(Stored items from a collection)
☆ ☆ ☆
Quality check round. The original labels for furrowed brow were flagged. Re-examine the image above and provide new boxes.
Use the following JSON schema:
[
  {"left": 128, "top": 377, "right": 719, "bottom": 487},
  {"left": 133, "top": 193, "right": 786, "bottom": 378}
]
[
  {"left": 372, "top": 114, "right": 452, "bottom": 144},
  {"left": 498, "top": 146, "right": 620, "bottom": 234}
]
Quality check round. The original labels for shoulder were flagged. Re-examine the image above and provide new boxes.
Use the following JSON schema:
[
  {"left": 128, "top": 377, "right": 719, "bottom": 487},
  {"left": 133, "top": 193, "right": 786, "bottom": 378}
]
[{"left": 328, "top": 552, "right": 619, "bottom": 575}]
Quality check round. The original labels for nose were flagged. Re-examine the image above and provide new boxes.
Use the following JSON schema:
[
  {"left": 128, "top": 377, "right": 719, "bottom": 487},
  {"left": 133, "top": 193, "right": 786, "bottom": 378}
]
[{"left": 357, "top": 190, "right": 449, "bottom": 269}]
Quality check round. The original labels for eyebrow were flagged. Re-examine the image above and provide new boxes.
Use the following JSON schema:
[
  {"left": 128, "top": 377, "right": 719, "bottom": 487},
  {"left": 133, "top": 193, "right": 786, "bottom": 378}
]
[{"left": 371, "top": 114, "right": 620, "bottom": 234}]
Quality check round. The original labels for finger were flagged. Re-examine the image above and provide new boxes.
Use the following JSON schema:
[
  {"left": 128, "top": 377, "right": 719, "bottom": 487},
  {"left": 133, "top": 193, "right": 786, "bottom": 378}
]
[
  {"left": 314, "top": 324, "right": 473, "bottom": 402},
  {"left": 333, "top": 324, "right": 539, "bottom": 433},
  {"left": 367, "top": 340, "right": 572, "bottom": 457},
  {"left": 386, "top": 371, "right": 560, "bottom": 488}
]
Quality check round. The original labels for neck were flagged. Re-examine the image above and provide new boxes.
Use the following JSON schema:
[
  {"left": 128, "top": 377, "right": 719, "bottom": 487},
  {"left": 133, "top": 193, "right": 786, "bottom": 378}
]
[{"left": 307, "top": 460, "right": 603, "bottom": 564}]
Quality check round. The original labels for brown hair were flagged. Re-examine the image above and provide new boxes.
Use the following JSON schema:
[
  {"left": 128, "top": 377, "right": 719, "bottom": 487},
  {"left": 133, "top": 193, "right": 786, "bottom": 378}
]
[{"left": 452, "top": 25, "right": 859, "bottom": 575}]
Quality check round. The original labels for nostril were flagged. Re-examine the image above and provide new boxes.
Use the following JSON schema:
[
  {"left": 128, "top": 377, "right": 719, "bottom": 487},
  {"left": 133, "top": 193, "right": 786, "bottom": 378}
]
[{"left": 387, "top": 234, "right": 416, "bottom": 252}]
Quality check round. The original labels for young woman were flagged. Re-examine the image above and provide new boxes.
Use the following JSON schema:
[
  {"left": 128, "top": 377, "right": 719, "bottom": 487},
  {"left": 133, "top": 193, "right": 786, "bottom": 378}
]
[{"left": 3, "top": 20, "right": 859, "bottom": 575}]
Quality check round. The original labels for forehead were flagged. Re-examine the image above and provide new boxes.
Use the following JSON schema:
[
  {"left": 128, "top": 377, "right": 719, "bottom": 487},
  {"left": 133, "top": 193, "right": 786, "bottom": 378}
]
☆ ☆ ☆
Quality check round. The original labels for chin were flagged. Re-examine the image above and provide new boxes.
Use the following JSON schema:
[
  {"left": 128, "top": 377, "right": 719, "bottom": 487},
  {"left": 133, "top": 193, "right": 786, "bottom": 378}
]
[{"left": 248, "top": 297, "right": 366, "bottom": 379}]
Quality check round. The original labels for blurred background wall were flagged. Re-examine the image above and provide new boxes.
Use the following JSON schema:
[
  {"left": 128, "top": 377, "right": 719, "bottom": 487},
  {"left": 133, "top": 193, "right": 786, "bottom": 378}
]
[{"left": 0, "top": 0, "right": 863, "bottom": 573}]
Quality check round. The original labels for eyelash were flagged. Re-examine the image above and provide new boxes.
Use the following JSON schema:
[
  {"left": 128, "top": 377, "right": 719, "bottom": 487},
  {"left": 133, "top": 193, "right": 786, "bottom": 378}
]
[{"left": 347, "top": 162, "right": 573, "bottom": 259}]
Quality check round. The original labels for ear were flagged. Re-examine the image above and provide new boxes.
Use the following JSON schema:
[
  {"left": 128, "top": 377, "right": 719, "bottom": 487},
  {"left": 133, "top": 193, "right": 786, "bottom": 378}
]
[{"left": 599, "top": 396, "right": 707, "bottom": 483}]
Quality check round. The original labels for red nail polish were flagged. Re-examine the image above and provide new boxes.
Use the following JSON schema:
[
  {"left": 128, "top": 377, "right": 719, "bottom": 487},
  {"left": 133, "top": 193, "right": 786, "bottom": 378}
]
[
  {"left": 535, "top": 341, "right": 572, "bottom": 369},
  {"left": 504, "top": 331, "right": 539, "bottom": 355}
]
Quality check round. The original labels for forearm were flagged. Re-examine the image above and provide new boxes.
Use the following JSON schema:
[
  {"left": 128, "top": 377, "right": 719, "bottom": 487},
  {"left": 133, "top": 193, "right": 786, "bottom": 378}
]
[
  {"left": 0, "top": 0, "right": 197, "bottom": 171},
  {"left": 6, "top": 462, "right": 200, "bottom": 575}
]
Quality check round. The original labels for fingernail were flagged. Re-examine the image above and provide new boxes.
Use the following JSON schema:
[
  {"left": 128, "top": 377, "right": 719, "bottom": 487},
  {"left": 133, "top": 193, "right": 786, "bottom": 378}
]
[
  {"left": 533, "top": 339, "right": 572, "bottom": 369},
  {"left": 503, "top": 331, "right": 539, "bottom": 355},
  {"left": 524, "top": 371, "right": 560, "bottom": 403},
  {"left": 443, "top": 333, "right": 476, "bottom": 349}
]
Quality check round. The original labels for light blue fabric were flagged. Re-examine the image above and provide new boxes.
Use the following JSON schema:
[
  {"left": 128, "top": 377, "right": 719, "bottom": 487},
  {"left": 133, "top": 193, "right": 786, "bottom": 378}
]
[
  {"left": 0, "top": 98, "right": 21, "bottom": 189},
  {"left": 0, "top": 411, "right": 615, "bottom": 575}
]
☆ ☆ ☆
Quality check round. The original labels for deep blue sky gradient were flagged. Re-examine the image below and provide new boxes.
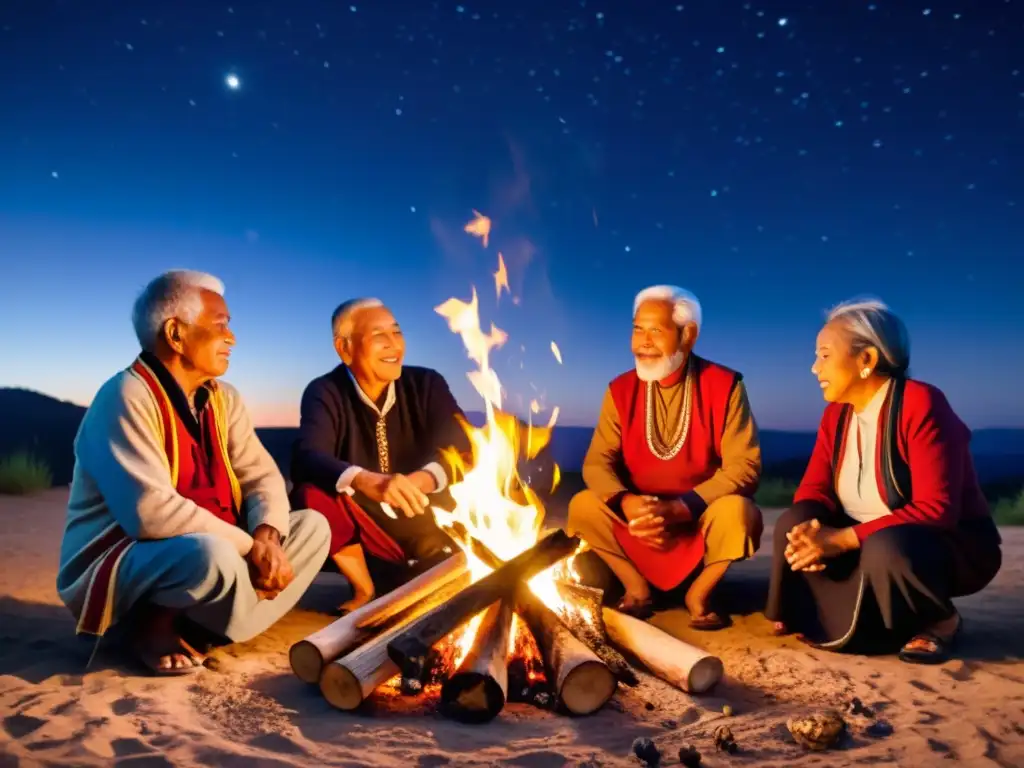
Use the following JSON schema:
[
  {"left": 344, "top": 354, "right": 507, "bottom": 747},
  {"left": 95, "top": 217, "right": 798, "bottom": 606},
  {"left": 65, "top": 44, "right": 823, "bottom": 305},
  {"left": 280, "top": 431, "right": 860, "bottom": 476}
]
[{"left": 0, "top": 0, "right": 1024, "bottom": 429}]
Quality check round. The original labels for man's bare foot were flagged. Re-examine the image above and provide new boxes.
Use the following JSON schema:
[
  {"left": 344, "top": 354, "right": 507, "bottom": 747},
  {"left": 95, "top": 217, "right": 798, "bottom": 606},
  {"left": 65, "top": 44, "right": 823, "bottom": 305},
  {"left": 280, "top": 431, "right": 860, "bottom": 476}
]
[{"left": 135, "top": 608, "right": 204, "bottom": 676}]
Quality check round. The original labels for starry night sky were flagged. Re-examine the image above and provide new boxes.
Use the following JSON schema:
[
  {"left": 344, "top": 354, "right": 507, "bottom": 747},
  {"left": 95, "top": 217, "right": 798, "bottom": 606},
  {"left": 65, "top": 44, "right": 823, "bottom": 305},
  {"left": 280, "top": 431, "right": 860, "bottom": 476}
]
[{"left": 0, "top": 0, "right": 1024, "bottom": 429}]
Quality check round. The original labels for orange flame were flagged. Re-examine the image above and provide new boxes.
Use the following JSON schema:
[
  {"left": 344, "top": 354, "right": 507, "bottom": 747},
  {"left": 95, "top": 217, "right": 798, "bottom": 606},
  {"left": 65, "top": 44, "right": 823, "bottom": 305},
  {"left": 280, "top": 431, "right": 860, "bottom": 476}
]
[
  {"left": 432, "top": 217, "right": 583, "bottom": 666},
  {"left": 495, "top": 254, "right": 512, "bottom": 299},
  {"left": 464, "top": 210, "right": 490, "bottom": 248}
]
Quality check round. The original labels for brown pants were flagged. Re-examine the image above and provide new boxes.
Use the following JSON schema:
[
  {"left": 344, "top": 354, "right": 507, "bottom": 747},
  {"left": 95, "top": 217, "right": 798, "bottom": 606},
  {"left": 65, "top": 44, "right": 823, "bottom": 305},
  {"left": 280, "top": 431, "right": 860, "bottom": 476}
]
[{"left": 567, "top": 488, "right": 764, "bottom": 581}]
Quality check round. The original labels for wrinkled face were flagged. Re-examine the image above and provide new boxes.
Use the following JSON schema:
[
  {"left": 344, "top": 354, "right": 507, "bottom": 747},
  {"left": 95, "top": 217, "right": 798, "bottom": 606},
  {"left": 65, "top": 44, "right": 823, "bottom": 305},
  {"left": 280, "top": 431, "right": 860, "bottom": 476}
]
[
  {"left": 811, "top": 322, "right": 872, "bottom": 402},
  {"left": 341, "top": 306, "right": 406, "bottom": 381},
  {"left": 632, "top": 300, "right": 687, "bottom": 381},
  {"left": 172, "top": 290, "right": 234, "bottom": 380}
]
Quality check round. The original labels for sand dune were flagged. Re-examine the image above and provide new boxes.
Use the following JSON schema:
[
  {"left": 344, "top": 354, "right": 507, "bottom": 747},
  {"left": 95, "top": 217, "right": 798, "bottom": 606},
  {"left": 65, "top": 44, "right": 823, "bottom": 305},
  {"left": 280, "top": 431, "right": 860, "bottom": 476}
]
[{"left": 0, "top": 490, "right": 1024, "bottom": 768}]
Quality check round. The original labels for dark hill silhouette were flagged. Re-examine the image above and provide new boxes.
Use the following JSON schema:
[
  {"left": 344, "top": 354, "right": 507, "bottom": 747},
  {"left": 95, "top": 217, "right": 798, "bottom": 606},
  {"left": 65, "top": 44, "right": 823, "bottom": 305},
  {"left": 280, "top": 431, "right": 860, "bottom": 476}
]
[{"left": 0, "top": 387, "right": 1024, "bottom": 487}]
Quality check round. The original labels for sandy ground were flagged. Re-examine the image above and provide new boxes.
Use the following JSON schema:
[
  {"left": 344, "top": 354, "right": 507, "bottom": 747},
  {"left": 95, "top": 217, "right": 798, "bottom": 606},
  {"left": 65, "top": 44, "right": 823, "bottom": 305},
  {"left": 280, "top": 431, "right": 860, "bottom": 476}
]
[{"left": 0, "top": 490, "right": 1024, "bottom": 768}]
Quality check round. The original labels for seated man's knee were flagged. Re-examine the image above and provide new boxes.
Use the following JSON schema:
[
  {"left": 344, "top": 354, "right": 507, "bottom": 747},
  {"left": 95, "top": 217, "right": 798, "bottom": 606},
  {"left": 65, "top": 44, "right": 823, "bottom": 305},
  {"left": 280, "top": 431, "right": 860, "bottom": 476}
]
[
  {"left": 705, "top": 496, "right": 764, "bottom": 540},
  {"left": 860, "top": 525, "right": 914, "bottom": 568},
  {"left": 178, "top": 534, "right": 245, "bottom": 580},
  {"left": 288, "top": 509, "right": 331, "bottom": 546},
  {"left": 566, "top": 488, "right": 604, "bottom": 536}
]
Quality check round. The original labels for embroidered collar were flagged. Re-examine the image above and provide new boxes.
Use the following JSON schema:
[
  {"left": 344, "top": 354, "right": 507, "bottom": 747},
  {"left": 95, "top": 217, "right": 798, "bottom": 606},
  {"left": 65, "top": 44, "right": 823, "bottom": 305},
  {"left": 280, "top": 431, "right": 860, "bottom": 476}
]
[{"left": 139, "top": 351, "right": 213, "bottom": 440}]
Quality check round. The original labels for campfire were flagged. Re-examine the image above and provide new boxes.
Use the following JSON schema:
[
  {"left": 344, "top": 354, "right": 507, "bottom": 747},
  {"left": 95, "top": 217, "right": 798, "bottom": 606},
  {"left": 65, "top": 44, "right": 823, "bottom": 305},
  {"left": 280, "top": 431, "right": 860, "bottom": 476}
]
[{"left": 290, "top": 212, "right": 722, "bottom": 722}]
☆ ☆ ☆
- _GOAL OF THE EXERCISE_
Locate every line in the material above that holds the string "blue", and copy each such line.

- _COMPLETE RESPONSE_
Quality check round. The original labels for light blue fabric were flagged. Re-examine the image above and provide new boxes.
Quality check round. The original labels for deep blue sky gradient were flagged. Re-examine the image below and provide new boxes.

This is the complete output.